_PAGE EXTRACT_

Pimelea sanguinea is a species of flowering plant in the family Thymelaeaceae and is endemic to northern Australia. It is a semi-prostrate herb with narrowly egg-shaped to almost linear leaves, and heads of red flowers surrounded by green or reddish, and deep reddish-purple involucral bracts.

==Description==
Pimelea sanguinea is a semi-prostrate herb that typically grows to a height of up to 30 cm. Its leaves are narrowly egg-shaped to almost linear, 5–38 mm long and 1–7 mm wide. The flowers are red and arranged in clusters surrounded by egg-shaped involucral bracts 7–26 mm long and 2.5–11 mm wide. The bracts are green or reddish on the outside, green or deep reddish-purple inside. The floral tube is 3–6 mm long and the sepals 1.0–2.5 mm long. Flowering occurs from February to August.

_EXERCISE BRIEF_
Resume the Pimelea sanguinea article after its last sentence, carrying on with the next part.

_RECORDED INFORMATION_

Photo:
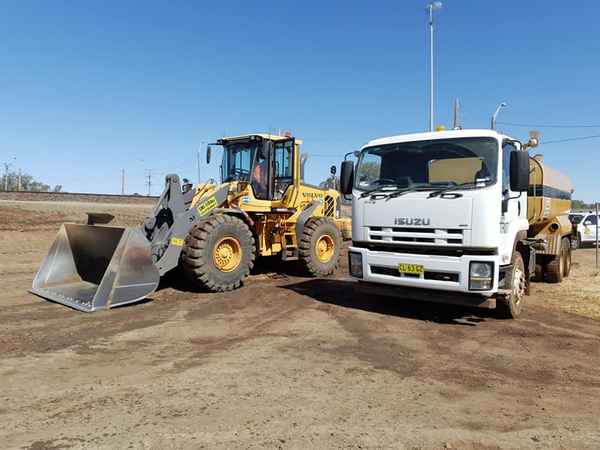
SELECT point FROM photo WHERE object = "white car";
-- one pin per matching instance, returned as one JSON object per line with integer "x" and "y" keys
{"x": 586, "y": 224}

_ANSWER BOX_
==Taxonomy and naming==
Pimelea sanguinea was first formally described in 1859 by Ferdinand von Mueller in his Fragmenta Phytographiae Australiae from specimens collected near the mouth of the Roper River. The specific epithet (sanguinea) means "blood red".

==Distribution and habitat==
This pimelea grows in sand and clay, often or woodland, sometimes near wetlands and is found from the Mitchell Plateau, through the Central Kimberley, Northern Kimberley and Victoria Bonaparte bioregions of northern Western Australia and the north of the Northern Territory, to near Dimbulah in northern Queensland.